- Requirement:
Copy the listing below word for word, from its first line through the line that contains "left=440, top=223, right=456, bottom=253", with both of those lines included and nothing after them.

- Data supplied:
= = = = = = =

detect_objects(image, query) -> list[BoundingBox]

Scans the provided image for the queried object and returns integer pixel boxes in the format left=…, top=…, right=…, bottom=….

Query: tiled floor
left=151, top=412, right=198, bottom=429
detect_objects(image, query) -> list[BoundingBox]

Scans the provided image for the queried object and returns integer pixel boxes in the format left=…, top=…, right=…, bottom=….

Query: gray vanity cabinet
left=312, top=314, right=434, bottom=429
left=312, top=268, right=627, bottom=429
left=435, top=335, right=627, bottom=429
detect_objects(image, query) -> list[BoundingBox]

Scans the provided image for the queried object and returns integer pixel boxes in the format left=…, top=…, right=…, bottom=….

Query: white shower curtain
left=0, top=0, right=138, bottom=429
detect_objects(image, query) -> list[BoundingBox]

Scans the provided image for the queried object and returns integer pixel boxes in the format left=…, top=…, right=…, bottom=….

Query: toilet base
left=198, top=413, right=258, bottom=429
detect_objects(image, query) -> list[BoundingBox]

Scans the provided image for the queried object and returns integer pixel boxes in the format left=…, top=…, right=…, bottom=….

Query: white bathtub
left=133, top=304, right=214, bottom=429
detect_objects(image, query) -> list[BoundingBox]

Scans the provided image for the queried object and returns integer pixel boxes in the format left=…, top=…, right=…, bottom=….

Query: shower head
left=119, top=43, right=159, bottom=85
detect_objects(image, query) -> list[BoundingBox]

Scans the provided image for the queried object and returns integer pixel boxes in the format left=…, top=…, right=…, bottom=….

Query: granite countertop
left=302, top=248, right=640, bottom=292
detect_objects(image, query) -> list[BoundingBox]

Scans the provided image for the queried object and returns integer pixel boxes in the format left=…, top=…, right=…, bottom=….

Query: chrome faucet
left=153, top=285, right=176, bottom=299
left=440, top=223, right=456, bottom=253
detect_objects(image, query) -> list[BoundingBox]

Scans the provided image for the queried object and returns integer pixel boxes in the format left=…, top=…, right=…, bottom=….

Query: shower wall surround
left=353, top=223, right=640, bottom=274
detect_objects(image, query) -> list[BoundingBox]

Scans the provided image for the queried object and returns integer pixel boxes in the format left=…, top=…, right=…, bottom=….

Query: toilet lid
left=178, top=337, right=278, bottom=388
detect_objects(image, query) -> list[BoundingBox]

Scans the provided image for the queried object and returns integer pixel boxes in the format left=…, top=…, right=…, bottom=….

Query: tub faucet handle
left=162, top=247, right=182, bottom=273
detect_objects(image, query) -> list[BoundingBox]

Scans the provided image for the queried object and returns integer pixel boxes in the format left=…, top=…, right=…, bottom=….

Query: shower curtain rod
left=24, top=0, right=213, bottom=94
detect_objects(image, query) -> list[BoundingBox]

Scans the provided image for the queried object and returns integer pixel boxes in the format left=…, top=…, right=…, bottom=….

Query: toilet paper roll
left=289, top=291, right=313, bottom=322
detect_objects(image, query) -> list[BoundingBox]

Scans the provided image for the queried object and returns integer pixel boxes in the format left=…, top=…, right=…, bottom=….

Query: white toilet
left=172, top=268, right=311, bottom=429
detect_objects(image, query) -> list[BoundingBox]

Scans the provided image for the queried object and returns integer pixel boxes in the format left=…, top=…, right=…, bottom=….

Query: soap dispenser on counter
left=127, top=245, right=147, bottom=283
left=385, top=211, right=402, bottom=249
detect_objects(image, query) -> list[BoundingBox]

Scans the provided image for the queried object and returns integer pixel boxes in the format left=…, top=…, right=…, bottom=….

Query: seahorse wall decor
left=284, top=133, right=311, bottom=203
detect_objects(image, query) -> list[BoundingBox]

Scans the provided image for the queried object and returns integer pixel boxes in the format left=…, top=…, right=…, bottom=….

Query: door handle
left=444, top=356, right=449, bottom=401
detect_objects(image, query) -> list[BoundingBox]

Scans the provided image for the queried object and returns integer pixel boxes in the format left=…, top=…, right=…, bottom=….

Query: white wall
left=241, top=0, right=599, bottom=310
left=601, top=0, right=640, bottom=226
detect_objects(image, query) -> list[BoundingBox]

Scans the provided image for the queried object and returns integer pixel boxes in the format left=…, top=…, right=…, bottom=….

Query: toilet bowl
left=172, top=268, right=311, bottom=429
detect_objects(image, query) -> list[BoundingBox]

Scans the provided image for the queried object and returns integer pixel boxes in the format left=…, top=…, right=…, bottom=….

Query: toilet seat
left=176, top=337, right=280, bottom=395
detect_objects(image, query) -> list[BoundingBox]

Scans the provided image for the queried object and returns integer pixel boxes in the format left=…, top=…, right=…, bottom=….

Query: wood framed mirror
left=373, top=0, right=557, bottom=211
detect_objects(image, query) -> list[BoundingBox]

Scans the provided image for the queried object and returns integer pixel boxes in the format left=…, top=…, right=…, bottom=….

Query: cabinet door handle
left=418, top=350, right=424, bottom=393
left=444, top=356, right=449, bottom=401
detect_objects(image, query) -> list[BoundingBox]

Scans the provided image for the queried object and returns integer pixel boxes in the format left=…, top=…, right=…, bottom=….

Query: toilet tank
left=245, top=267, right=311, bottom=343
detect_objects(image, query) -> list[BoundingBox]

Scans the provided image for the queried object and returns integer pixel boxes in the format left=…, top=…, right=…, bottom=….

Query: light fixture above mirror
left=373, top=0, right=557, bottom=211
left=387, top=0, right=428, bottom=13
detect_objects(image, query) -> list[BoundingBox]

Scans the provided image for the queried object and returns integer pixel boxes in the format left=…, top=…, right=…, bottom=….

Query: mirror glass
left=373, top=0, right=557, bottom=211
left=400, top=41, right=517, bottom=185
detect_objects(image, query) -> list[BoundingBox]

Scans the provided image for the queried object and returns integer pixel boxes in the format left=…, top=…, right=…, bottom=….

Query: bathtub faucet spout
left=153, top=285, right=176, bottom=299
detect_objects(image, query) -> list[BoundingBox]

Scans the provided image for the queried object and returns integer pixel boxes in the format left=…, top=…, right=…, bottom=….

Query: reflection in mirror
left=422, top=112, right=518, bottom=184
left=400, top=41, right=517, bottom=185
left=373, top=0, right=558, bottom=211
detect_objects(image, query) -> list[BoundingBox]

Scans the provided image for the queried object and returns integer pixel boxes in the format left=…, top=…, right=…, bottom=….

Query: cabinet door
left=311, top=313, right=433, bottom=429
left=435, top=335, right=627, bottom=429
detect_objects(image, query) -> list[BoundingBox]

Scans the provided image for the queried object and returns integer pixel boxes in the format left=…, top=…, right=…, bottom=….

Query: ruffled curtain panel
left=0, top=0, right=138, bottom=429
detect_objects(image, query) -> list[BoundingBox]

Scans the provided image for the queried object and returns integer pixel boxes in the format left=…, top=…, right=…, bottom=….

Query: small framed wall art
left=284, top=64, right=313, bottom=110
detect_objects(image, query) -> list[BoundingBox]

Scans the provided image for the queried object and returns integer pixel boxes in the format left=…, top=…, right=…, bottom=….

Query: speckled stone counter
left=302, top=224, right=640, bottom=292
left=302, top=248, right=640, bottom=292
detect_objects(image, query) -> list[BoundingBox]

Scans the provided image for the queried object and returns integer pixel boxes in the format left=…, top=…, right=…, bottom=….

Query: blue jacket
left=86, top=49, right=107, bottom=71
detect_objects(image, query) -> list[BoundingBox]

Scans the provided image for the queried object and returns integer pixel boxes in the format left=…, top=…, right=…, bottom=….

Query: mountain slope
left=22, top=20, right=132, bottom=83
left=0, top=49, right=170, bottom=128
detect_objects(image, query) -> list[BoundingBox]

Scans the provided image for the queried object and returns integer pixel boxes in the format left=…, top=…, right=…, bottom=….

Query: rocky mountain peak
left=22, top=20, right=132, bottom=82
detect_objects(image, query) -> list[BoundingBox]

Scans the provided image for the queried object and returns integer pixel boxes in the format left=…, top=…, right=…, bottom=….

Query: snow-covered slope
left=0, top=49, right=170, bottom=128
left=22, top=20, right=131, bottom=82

= = = = = = =

- Task response:
detect_objects(image, query) -> list[BoundingBox]

Scans the provided image for the queried object and returns integer pixel boxes in the format left=…, top=…, right=…, bottom=….

Query: tiled floor
left=151, top=412, right=198, bottom=429
detect_objects(image, query) -> list[BoundingBox]

Scans the provided image for the queried object and returns integer pixel boxes in the format left=…, top=…, right=…, bottom=….

Query: gray vanity cabinet
left=312, top=314, right=434, bottom=429
left=312, top=268, right=627, bottom=429
left=435, top=335, right=627, bottom=429
detect_objects(image, query) -> list[BoundingBox]

Scans the provided image for the queried object and returns integer pixel boxes in the format left=…, top=…, right=…, bottom=….

Query: white shower curtain
left=0, top=0, right=138, bottom=429
detect_objects(image, query) -> list[BoundingBox]

Scans the provided image for the queried object and returns integer pixel boxes in the format left=…, top=…, right=…, bottom=….

Query: toilet base
left=198, top=413, right=258, bottom=429
detect_objects(image, query) -> list[BoundingBox]

Scans the provided image for the queried object and returns integer pixel boxes in the format left=…, top=…, right=…, bottom=….

Query: white bathtub
left=133, top=304, right=214, bottom=429
detect_objects(image, query) -> list[BoundingBox]

Scans the provided image for the queried object and returns integer pixel boxes in the format left=…, top=…, right=…, bottom=….

Query: shower head
left=119, top=43, right=159, bottom=85
detect_objects(image, query) -> list[BoundingBox]

Scans the provided image for the queried object and returns integer pixel boxes in the format left=…, top=…, right=…, bottom=….

Query: granite countertop
left=302, top=248, right=640, bottom=292
detect_objects(image, query) -> list[BoundingBox]

Scans the provided image for the queried object and returns integer pixel boxes in the format left=…, top=…, right=…, bottom=….

Query: chrome faucet
left=153, top=285, right=176, bottom=299
left=440, top=223, right=456, bottom=253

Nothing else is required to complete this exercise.